- **Exercise details**: Reproduce every line of the items below without any change.

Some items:
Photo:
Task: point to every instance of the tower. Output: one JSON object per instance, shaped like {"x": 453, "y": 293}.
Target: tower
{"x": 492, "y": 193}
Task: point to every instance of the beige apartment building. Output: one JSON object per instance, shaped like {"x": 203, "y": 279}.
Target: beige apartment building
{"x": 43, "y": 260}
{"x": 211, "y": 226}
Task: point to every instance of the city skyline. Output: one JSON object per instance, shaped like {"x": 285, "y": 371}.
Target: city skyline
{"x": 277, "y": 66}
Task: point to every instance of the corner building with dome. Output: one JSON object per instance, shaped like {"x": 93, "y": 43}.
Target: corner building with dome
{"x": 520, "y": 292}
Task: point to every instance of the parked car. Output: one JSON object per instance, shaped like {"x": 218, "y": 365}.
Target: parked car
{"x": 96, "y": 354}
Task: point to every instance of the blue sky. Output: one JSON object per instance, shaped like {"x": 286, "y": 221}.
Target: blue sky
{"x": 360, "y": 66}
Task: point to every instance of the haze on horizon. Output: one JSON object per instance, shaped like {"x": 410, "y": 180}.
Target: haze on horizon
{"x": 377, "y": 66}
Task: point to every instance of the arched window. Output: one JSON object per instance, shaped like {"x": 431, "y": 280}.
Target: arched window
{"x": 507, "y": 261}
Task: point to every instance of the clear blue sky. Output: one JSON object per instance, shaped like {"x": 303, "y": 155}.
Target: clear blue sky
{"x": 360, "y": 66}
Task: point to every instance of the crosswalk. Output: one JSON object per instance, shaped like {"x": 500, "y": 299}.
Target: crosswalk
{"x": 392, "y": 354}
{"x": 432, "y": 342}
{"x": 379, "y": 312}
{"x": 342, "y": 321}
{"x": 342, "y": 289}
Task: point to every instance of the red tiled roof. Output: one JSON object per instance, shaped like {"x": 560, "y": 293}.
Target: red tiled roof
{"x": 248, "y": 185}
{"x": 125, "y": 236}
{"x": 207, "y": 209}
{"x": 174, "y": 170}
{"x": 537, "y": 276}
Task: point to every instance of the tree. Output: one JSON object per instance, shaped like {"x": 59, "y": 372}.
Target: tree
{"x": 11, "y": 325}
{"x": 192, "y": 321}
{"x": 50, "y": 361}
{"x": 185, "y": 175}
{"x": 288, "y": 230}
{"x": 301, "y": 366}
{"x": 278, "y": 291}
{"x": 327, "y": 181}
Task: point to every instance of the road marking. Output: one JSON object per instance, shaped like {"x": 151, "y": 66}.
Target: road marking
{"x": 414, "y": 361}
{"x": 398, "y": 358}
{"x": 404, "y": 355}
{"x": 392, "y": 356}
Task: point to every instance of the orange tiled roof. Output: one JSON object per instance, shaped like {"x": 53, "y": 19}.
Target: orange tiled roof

- **Exercise solution**:
Photo:
Task: point to every instance of the tower. Output: one JSON object per instance, shaped like {"x": 453, "y": 293}.
Target: tower
{"x": 492, "y": 193}
Task: point to every instance of the beige apartment building. Output: one JSON object per instance, shaped like {"x": 203, "y": 279}.
Target: beige apartment building
{"x": 43, "y": 260}
{"x": 211, "y": 226}
Task: point to every instance of the city skyline. Output: one JSON object per instance, shaped like {"x": 285, "y": 371}.
Target: city skyline
{"x": 277, "y": 66}
Task: point to every instance of the corner building with dome. Output: one JSON object per instance, shaped like {"x": 93, "y": 43}.
Target: corner building with dome
{"x": 520, "y": 292}
Task: point to every instance of the parked car. Output: one JSON object per instance, shaped like {"x": 218, "y": 365}.
Target: parked car
{"x": 96, "y": 354}
Task: point to every instance of the blue sky. Output: one JSON object per instance, shaped like {"x": 286, "y": 221}.
Target: blue sky
{"x": 360, "y": 66}
Task: point to every instance of the haze on horizon. Output: one JSON object per instance, shaped like {"x": 410, "y": 180}.
Target: haze on horizon
{"x": 377, "y": 66}
Task: point to every instance of the arched window. Output: one JSON object per instance, shaped like {"x": 431, "y": 280}.
Target: arched window
{"x": 507, "y": 261}
Task: point to every instance of the clear blue sky. Output: one JSON object per instance, shaped like {"x": 303, "y": 155}.
Target: clear blue sky
{"x": 360, "y": 66}
Task: point to every instance of the crosswalk. Output: one JSON object per instance, shaped like {"x": 500, "y": 299}.
Target: crosswalk
{"x": 392, "y": 354}
{"x": 432, "y": 342}
{"x": 379, "y": 312}
{"x": 342, "y": 321}
{"x": 342, "y": 289}
Task: point to every instance of the red tiled roof. Output: one JSON object per instance, shaped like {"x": 560, "y": 293}.
Target: red tiled roof
{"x": 248, "y": 185}
{"x": 125, "y": 236}
{"x": 207, "y": 209}
{"x": 174, "y": 170}
{"x": 537, "y": 276}
Task: point to every instance of the tree. Output: one JSON object per instance, shaped like {"x": 59, "y": 372}.
Target: tree
{"x": 11, "y": 325}
{"x": 192, "y": 321}
{"x": 50, "y": 361}
{"x": 185, "y": 175}
{"x": 288, "y": 230}
{"x": 301, "y": 366}
{"x": 278, "y": 291}
{"x": 327, "y": 181}
Task: point to every instance of the road marking. Output: one JSON object per instance, shaped like {"x": 151, "y": 66}.
Target: road marking
{"x": 414, "y": 361}
{"x": 398, "y": 358}
{"x": 404, "y": 355}
{"x": 392, "y": 356}
Task: point to every instance of the orange tiled roof. Output: one JSON object per instance, shaped like {"x": 53, "y": 19}.
Target: orange tiled roof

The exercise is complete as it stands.